◆ Tâches à réaliser:
a - Recopiez fidèlement l'extrait du texte sur la réforme régionale qui commence par « QUELLE BRETAGNE DANS » et s'achève sur « sort du chapeau. ».
b - Affichez chaque ligne de la liste où figure le mot « harbor ».

◆ Texte fourni:
********************
Bernadette Malgorn | Le blog personnel

QUELLE BRETAGNE DANS UN MONDE OUVERT ?

partie 8

Le feuilleton du mécano régional

Le dernier épisode du feuilleton, dernier en date à ce jour mais sans doute pas l’ultime, c’est le « big-bang » annoncé par le président de la République le 3 juin 2014 par une tribune dans la presse quotidienne régionale. A 17 h30, on annonce la fusion entre les régions Pays de la Loire et Poitou-Charentes. A 20 heures, une réunion est convoquée d’urgence à l’Élysée. A 21 h30, une nouvelle carte sort du chapeau.

J’ai récusé l’idée d’une taille « européenne ». Avec près de deux millions et demi d’habitants (2, 38 millions), la population moyenne des régions françaises est supérieure à la moyenne des 319 collectivités de niveau comparable de l’Union européenne qui se situe autour de deux millions d’habitants. C’est l’Allemagne qui fait figure d’exception avec une moyenne de population de 5,2 millions d’habitants par Land ; mais cela cache une dispersion importante qui laisse bien des Länder derrière les régions françaises, comme j’ai pu le constater lorsque, préfète de la région Lorraine, je participais à la coopération transfrontalière dans l’espace Sar-Lor-Lux. À noter d’ailleurs que l’une des parties à cette coopération est un État souverain, le Grand-duché de Luxembourg, qui, avec moins de 600 000 habitants, a la dimension plutôt d’un département que d’une région française.

L’Union européenne a admis, dès son origine, et encore dans ses élargissements les plus récents, des mini-États auxquels nos régions françaises n’ont rien à envier en puissance démographique. Quant à la superficie, nos régions sont, avec les Länder allemands et les comtés suédois, les plus étendues après les espagnoles. On ne peut pas reprocher aux régions françaises de ne pas être européennes. Et au nom de quoi leur assignerait-on le format bavarois ou nord-rhénan ?

Pas d’économies à attendre mais, puisqu’une nouvelle ouverture se fait pour une recomposition territoriale, pourquoi organiser des mariages forcés et ignorer les rapprochements correspondant à des aspirations exprimées de longue date? Je pense évidemment à la réconciliation de la Bretagne administrative et de la Bretagne historique.

Au moment de lancer une réforme qui aura un coût – tout changement a un coût – où sont les études d’impact, où sont les évaluations des bénéfices attendus ? La DATAR, ou ce qui en tient lieu aujourd’hui, regorge d’études et de scénarios.

L’Express a exploité ces données et proposé sept grandes régions autour des plus grandes métropoles. Si je n’adhère pas à ce schéma qui relève d’une approche trop technique, j’en partage une partie des prémices : la France est devenue urbaine et nous n’en avons pas encore tiré les conséquences sur le plan administratif.
********************
◆ Données fournies:

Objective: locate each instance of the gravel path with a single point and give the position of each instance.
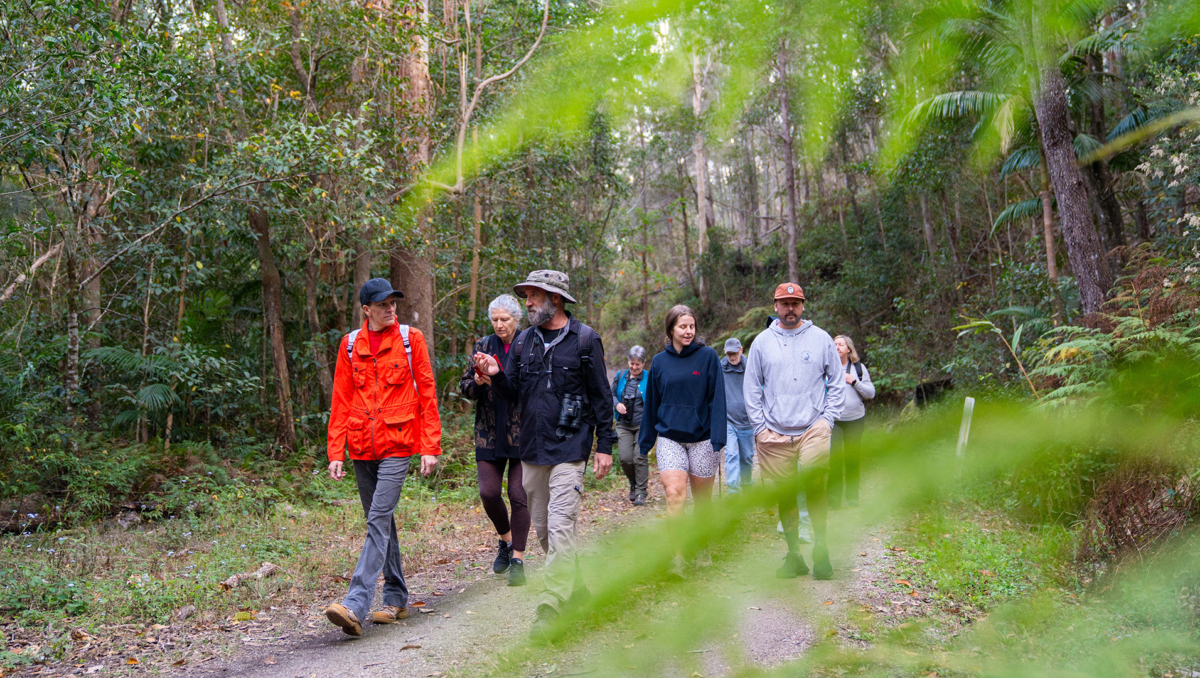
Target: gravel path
(733, 613)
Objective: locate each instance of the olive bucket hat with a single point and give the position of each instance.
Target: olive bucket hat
(551, 281)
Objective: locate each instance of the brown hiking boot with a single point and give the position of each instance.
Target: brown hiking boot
(390, 615)
(342, 617)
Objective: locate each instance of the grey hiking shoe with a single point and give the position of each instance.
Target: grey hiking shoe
(543, 623)
(503, 557)
(793, 567)
(678, 570)
(821, 567)
(516, 573)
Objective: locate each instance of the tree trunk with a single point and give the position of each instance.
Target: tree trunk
(273, 309)
(412, 269)
(785, 135)
(700, 73)
(928, 222)
(319, 353)
(1102, 177)
(1048, 237)
(1087, 262)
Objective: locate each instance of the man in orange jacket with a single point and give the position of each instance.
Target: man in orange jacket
(385, 411)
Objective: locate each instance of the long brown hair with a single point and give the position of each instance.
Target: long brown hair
(673, 316)
(850, 345)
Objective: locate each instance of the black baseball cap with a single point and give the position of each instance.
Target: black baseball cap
(377, 289)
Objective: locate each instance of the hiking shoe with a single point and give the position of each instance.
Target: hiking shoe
(793, 567)
(516, 573)
(821, 567)
(545, 619)
(503, 558)
(678, 570)
(390, 615)
(580, 597)
(340, 616)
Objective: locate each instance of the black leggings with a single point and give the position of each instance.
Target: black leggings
(491, 475)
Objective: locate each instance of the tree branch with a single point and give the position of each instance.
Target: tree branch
(12, 288)
(166, 222)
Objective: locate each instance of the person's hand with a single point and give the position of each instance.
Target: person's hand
(487, 365)
(604, 465)
(427, 463)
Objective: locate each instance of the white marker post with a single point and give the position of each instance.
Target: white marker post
(965, 430)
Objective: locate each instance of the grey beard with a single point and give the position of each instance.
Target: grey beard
(544, 313)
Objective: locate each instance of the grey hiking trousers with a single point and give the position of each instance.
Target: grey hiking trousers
(555, 495)
(379, 485)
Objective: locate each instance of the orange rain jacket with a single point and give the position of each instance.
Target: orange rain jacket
(376, 412)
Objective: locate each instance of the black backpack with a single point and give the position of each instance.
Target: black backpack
(523, 348)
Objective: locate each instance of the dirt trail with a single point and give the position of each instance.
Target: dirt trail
(761, 621)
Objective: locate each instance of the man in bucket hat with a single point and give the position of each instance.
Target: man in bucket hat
(556, 372)
(790, 366)
(385, 411)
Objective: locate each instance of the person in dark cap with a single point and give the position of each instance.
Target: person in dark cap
(793, 396)
(738, 433)
(556, 373)
(384, 412)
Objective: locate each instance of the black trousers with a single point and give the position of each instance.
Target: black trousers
(845, 455)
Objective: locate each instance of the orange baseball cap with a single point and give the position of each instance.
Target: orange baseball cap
(789, 291)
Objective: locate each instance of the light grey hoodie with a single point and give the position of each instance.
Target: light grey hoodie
(787, 372)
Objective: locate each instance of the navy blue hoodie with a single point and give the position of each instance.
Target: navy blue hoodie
(684, 399)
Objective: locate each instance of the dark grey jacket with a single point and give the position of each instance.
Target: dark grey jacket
(535, 382)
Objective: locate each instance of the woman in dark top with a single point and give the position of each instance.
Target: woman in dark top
(628, 390)
(497, 438)
(684, 418)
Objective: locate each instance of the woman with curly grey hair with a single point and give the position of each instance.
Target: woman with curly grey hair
(497, 439)
(628, 397)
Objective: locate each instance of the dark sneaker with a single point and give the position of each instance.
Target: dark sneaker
(516, 573)
(678, 570)
(503, 558)
(580, 595)
(340, 616)
(821, 567)
(543, 623)
(793, 567)
(390, 615)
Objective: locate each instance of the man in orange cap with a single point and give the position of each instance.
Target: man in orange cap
(792, 409)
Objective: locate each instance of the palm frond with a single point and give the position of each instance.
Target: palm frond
(1018, 210)
(157, 397)
(1021, 160)
(1086, 144)
(957, 105)
(130, 361)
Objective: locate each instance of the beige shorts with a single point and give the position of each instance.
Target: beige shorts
(778, 454)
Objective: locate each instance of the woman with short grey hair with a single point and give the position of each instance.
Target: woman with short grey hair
(497, 443)
(628, 396)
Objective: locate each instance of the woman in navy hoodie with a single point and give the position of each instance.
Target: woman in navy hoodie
(685, 414)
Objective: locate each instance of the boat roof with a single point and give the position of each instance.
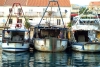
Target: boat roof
(24, 30)
(43, 26)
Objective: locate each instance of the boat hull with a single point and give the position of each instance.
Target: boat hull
(50, 44)
(86, 47)
(15, 47)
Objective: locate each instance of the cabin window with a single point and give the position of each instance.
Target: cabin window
(58, 21)
(10, 21)
(44, 9)
(19, 10)
(10, 10)
(19, 21)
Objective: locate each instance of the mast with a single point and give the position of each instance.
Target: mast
(51, 1)
(18, 13)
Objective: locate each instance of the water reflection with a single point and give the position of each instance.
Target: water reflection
(86, 59)
(44, 59)
(15, 59)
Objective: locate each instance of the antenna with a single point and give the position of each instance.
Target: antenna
(47, 8)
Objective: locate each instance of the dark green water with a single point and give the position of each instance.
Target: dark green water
(44, 59)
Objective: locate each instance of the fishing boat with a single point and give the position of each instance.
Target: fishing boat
(15, 59)
(46, 38)
(80, 59)
(85, 34)
(16, 37)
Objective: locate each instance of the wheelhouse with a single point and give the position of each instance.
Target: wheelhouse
(10, 36)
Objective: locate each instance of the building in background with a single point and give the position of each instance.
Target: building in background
(34, 9)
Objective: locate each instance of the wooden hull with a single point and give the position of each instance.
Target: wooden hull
(50, 44)
(13, 47)
(86, 46)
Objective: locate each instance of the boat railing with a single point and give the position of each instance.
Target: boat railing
(86, 22)
(15, 41)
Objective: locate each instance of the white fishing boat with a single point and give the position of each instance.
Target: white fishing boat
(80, 59)
(85, 34)
(16, 37)
(47, 39)
(15, 59)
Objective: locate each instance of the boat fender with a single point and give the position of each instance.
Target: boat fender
(18, 25)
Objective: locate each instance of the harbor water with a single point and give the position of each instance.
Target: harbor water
(48, 59)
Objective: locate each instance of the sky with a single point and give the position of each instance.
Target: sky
(81, 2)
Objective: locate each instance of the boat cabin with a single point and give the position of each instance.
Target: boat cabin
(86, 30)
(15, 36)
(44, 32)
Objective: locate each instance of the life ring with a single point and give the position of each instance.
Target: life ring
(18, 25)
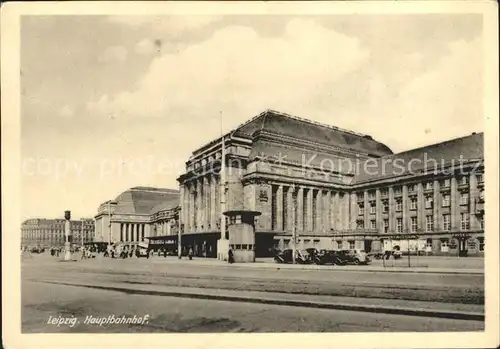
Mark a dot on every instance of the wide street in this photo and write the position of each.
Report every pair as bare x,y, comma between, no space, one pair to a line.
210,296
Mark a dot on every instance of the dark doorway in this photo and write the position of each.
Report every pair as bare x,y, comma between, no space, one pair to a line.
368,246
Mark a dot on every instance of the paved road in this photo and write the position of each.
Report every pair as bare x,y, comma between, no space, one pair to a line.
325,281
166,314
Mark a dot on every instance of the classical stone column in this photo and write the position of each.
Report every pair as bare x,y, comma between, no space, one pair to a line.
213,202
421,221
319,212
290,214
199,212
436,207
406,210
337,211
309,213
392,210
279,208
328,211
366,203
182,216
454,205
353,211
473,195
300,210
378,212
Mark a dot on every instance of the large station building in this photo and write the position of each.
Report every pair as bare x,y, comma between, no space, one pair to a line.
137,213
337,188
50,232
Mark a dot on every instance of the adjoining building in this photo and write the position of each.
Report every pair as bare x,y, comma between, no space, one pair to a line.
334,188
50,232
337,188
137,213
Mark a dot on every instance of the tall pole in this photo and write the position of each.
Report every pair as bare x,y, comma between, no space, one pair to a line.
83,220
67,236
109,226
294,225
223,182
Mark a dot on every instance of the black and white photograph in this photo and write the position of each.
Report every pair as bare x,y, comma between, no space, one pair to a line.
276,168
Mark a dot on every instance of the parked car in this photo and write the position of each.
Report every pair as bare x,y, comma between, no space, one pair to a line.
326,257
142,250
352,257
285,256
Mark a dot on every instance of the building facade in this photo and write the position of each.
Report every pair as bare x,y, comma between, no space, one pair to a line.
338,189
50,232
138,213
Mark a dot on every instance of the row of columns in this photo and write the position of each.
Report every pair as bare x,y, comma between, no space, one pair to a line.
316,209
455,209
132,231
200,200
163,228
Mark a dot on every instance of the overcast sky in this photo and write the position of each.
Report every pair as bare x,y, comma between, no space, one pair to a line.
122,101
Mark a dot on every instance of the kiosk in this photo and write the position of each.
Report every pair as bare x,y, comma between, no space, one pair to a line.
242,234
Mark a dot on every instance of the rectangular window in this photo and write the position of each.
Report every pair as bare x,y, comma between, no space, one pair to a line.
446,222
444,245
480,178
464,221
481,244
399,225
446,200
464,198
286,223
413,203
399,205
361,209
414,224
385,206
429,223
429,201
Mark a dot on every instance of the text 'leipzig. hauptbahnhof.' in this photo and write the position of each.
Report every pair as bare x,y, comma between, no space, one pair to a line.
338,189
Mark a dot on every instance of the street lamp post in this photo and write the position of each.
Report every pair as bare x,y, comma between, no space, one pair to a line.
294,226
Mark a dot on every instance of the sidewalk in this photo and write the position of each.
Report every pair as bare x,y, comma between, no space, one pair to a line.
371,305
270,264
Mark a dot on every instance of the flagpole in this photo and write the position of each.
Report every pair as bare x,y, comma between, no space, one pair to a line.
223,183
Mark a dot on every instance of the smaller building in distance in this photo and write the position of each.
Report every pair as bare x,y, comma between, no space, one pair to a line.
50,232
138,213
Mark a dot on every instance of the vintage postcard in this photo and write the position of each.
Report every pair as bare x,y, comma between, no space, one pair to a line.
250,174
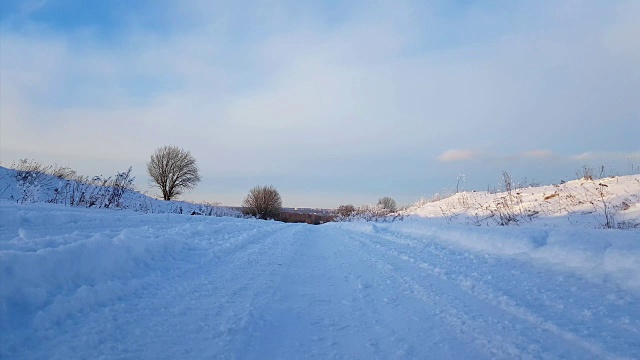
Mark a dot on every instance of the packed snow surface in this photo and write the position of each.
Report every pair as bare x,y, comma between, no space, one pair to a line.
89,283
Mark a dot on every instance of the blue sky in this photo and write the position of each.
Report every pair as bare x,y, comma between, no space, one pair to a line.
332,102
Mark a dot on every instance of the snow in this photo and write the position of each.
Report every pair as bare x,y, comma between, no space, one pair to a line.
94,283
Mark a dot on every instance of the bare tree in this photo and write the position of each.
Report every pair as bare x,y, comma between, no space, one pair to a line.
263,202
388,204
173,170
346,210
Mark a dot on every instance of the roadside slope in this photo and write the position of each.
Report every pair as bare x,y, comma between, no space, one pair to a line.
79,283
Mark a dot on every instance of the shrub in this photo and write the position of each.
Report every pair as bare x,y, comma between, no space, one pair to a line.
263,202
388,204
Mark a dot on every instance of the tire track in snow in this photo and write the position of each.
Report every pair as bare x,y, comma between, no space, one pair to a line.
569,310
498,331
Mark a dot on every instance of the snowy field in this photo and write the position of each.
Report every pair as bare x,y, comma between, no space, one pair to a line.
81,283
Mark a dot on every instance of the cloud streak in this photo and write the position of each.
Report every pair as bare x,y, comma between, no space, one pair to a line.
262,92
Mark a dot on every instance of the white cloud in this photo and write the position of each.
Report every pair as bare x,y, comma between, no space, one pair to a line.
539,154
303,89
456,155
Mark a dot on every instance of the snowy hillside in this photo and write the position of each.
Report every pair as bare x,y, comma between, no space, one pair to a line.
84,283
36,187
609,202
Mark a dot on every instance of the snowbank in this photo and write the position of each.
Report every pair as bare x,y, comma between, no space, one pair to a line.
596,254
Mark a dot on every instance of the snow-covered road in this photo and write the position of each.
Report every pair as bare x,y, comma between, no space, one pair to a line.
78,283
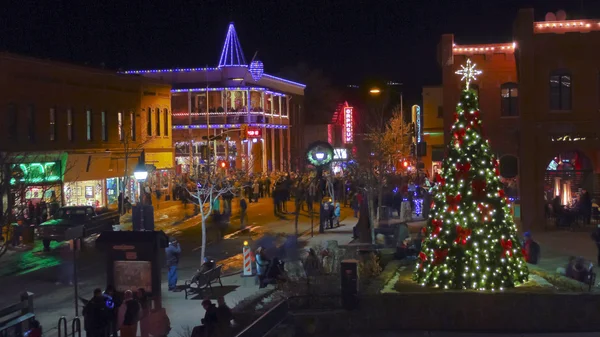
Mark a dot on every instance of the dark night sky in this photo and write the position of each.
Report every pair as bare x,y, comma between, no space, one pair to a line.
350,40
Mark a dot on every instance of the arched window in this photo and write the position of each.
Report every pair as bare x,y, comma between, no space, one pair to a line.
509,95
560,90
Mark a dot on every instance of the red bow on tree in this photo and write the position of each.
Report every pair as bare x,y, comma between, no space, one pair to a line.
462,234
478,186
484,210
459,135
439,256
437,227
472,118
462,170
506,247
453,202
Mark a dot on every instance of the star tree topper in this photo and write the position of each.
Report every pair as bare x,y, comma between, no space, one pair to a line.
468,72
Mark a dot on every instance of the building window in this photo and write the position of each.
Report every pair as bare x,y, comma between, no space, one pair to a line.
157,121
89,124
166,122
70,124
560,91
509,95
132,125
13,118
120,125
149,122
31,122
52,123
104,127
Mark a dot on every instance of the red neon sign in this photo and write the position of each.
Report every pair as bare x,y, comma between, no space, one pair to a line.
254,133
348,125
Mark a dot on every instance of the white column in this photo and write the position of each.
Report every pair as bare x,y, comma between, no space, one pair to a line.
289,149
273,167
281,149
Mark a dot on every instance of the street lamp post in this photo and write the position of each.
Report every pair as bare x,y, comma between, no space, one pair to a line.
140,174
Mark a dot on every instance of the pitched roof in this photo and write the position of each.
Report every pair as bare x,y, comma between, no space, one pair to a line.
232,53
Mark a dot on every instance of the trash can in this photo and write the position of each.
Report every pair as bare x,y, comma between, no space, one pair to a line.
28,234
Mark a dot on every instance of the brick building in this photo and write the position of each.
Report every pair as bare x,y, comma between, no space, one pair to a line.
74,133
539,97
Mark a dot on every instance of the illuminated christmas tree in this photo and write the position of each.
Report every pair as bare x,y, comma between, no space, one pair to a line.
470,238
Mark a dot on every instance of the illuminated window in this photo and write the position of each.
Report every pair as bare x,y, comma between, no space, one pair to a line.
********************
◆ Réponses complètes:
a -
QUELLE BRETAGNE DANS UN MONDE OUVERT ?

partie 8

Le feuilleton du mécano régional

Le dernier épisode du feuilleton, dernier en date à ce jour mais sans doute pas l’ultime, c’est le « big-bang » annoncé par le président de la République le 3 juin 2014 par une tribune dans la presse quotidienne régionale. A 17 h30, on annonce la fusion entre les régions Pays de la Loire et Poitou-Charentes. A 20 heures, une réunion est convoquée d’urgence à l’Élysée. A 21 h30, une nouvelle carte sort du chapeau.

b -
Objective: locate each instance of the harbor water with a single point and give the position of each instance.
Target: harbor water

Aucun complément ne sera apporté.